* _Problem statement_
The answer should be an exact repeat of the stretch of material below from the line containing "Target: white temple building" through the line containing "Each instance receives one point. Annotate the small".

*** Opening of Records for this task ***

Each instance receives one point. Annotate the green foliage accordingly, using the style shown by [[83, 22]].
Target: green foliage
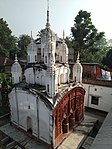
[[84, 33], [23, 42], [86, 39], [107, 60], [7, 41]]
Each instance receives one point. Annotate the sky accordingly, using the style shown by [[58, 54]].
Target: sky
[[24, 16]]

*** Close of Records for this task ***
*** Opening of Records for this task ***

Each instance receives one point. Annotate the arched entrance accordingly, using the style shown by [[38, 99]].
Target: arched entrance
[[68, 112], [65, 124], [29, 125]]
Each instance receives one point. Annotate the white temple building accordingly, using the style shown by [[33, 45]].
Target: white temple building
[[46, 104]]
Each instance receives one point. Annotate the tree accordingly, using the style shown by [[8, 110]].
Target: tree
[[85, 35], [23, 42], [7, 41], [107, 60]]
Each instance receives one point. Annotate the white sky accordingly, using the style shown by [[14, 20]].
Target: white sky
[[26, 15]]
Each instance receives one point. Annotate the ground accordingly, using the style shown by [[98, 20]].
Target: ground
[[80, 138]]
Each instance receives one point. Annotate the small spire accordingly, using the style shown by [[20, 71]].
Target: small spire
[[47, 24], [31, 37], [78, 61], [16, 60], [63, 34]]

*** Close of Records for this task ***

* _Output of the exercise_
Target: white temple building
[[46, 104]]
Each instance receives one point. Annotate the tree accordingly, using the style shown by [[8, 110]].
Target: tree
[[85, 35], [23, 42], [7, 41], [107, 60]]
Each instance receives one point. Annotate the white sky accordingly, using the style shown by [[14, 20]].
Target: white sky
[[26, 15]]
Each instance receives one point. Annotate the ground accordingly, using the style shown by [[98, 20]].
Target: ground
[[80, 138]]
Each instance receives one point. Annotate the small spire accordingly, using the style shown by [[20, 71]].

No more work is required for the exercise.